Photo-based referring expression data
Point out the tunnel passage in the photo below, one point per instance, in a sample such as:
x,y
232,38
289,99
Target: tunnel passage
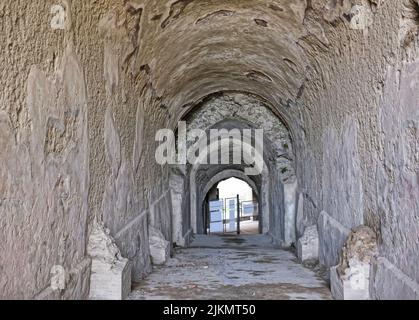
x,y
276,182
231,205
87,84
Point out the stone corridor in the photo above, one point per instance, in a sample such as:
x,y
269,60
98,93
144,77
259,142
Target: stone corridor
x,y
119,118
232,268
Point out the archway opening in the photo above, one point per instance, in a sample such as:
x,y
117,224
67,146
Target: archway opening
x,y
231,207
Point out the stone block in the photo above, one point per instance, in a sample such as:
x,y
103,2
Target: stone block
x,y
110,277
350,280
390,283
159,247
110,281
308,245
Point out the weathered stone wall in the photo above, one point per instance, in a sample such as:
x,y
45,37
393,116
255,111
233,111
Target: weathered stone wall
x,y
82,98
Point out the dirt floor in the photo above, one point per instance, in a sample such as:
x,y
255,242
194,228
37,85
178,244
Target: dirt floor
x,y
230,267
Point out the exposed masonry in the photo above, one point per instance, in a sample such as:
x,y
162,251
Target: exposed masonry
x,y
86,85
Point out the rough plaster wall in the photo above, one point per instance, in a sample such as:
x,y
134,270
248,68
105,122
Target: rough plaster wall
x,y
318,62
45,179
386,120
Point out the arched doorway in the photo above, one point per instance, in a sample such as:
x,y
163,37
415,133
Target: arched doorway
x,y
231,206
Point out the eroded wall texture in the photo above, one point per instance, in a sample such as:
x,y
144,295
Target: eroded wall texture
x,y
85,86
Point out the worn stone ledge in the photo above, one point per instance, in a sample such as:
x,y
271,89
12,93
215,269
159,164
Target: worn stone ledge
x,y
130,224
76,288
332,237
390,283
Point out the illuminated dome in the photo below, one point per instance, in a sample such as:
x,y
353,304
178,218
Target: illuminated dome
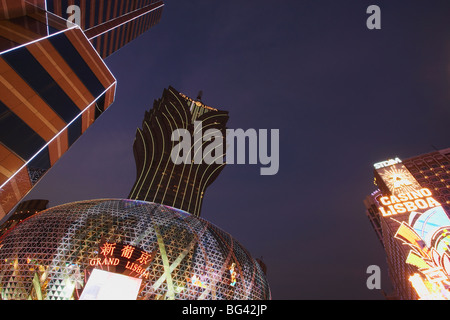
x,y
125,249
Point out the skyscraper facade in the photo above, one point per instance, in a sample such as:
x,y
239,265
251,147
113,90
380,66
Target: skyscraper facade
x,y
410,215
110,24
158,178
53,82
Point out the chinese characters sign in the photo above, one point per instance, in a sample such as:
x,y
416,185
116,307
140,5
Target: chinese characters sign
x,y
122,258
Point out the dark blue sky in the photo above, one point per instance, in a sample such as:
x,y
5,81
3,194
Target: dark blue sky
x,y
342,96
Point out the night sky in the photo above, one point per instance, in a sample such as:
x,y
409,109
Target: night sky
x,y
342,96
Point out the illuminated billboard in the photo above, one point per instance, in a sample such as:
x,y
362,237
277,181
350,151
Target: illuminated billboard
x,y
423,228
104,285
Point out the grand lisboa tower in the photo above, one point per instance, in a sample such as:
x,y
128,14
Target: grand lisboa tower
x,y
125,249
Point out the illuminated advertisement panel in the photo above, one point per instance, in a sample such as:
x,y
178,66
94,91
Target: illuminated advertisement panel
x,y
423,228
104,285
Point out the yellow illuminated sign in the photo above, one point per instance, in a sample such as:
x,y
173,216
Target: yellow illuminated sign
x,y
123,259
407,202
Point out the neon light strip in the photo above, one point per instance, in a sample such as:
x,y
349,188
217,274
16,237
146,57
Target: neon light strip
x,y
116,26
26,163
34,41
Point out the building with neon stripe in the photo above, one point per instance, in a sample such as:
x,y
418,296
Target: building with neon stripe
x,y
111,24
410,213
158,179
54,83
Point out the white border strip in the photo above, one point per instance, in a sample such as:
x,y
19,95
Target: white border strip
x,y
57,135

- _What to produce_: Please give, as a single number with nothing added, the count of lines in the records that contain the word "below".

- _Exercise output_: 2